§ **Tasks to complete**
A: Please reproduce the part of the essay on student plagiarism starting with "There are various" and going on through "why they plagiarize.".
B: Which two skills of students does the essay on student plagiarism name as the main issues associated with plagiarism?

§ **Passage to read**
::::::::

Student plagiarism has been a major deterrent in the quest for development of professional practice. The inherent increase in access to academic resources for the students in their studies has led to an upsurge in the quality of their work matched by unreliability too. The internet has been the major source of the information accessed and its easy access and ability to be copied without credit has not been a plus to the professional development of the students. The astonishing factor is that it is not only limited to the student populace but crosses the professional barrier to infest the academicians too. This serves to undermine the reputation of the alma mater of the said personas despite the harsh penalties dished out in the case of detection. The best remedy is for the institution to set up policies to detect any attempts at plagiarism and also establish a culture that fosters honesty and integrity above all else in its academic community (Clayton, 2001). This research will articulate on the issue of student of student plagiarism with emphasis on the effect on developing professional practice.
There are various macro and micro organizational contexts for this research lending credence the objectives of the research. The objectives of this research are the identification of reasons leading to the increase in the plagiarism rates in students and the reasons why they plagiarize.
Plagiarism is actionable whence the culprit, with full awareness, attempts to duplicate information already published and pass it on as their own work. This is without crediting the source of the information or attributing credit to it (Dante, 2010). There are however cases where student is not guilty of plagiarism such as whence there is the element of good faith in acknowledging the source but doing so incorrectly resulting in the element of plagiarism. This is most because of previous failures on instruction of the right methods of attribution to the sources used. The main issues associated with plagiarism include the research skills of the students and note making skills. Some students have significantly poor research skills and thus resort to plagiarism. This is effect can be a two- way blame street with fault being on their end and their tutors too. The students might be too lazy to partake in any self-improvement activities in the field of research while the tutors might not have provided the necessary nurturing for research independence. Before the allocation of research work/assignments, the teachers should be clear on the requirements and other prerequisites in research should have been accomplished. This is to avoiding plagiarism based on lack of knowledge. The focus would now be on dishonesty rather than the involuntary offence. Note-making skills also come into question whence one analyzes the lectures on hand. Some assignments are based on taught programs with reliance on lectures provided in class. Without the appropriate note taking skills, some students would find themselves lacking in the information needed to tackle the assignment on hand. The students should also have smart note taking skills wherein they could actually decipher the meaning as elucidated from the source unlike just copying the text (Bull, 2001). They should also be able to garner knowledge from the authoritative sources and be able to discern which of the available sources is the most authoritative.

::::::::

§ **Supplied entries**

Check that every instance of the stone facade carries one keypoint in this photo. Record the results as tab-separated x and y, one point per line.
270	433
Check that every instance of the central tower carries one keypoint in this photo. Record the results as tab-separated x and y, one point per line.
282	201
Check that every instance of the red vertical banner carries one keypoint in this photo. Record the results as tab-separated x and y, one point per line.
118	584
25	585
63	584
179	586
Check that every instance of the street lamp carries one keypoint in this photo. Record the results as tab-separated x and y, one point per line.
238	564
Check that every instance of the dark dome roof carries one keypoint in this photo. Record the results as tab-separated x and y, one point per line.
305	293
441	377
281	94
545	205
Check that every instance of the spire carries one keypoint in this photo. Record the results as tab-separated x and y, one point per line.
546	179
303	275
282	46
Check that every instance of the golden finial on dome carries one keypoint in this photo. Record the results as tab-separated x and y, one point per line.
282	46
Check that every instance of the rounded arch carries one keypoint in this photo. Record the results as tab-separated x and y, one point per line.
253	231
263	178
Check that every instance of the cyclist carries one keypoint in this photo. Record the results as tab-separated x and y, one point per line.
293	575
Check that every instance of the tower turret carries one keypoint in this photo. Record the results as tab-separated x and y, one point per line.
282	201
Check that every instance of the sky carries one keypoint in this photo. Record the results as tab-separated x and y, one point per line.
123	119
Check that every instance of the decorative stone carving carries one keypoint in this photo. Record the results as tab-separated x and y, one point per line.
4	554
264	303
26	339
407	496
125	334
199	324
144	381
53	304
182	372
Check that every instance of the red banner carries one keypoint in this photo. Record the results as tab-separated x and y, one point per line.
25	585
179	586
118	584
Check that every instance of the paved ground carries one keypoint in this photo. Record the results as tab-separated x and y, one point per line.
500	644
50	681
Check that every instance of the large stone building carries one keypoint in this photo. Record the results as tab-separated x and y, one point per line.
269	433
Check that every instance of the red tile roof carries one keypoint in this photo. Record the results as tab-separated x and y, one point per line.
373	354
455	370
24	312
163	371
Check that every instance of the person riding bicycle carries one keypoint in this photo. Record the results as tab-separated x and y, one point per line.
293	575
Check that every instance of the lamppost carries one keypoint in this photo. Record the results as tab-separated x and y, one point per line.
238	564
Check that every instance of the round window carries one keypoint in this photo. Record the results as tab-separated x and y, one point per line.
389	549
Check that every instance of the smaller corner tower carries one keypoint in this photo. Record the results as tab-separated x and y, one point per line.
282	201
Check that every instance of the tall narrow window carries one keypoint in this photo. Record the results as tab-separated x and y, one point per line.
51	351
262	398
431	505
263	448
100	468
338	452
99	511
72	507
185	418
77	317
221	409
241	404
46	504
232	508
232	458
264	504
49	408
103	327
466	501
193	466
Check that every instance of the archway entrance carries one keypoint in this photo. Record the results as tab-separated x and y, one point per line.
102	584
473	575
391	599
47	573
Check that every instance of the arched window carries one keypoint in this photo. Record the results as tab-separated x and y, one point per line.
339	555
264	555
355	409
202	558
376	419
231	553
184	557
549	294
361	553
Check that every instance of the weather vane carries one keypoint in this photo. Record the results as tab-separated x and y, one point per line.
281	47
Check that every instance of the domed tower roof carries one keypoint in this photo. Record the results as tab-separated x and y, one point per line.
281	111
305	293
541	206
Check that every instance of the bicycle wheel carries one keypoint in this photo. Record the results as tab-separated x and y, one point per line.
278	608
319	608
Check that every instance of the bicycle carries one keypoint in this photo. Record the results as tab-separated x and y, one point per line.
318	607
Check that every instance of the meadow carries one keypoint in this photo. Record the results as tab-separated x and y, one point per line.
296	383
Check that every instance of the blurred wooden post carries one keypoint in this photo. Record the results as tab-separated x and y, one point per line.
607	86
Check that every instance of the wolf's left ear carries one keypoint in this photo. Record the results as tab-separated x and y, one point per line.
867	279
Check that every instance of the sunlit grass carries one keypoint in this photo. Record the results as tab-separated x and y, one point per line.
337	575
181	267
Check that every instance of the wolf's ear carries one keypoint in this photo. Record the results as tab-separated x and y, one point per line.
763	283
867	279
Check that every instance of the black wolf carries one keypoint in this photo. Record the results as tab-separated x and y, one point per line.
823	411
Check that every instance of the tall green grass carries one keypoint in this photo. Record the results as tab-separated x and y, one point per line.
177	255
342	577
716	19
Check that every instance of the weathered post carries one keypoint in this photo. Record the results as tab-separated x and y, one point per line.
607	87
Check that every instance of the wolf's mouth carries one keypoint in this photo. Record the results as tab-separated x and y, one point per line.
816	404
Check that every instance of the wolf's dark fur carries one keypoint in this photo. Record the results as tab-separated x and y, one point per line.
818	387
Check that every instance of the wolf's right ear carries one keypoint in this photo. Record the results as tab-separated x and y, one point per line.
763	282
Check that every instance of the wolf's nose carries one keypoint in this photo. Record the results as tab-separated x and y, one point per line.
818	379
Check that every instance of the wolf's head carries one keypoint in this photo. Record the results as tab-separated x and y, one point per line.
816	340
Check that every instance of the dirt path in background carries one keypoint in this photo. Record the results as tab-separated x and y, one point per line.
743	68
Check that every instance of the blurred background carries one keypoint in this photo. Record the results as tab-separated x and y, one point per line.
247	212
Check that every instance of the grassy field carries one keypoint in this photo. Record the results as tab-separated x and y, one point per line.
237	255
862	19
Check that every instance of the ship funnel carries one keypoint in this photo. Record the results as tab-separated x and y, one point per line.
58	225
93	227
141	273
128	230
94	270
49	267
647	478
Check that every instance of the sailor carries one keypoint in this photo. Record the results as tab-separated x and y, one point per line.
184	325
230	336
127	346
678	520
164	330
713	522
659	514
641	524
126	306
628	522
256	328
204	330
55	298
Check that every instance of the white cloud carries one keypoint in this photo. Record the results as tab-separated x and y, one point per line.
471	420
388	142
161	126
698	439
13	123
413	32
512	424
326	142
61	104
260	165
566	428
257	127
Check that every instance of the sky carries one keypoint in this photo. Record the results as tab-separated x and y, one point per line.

::::::::

§ **Outputs for the tasks**
A:
There are various macro and micro organizational contexts for this research lending credence the objectives of the research. The objectives of this research are the identification of reasons leading to the increase in the plagiarism rates in students and the reasons why they plagiarize.

B: Research skills and note-making skills.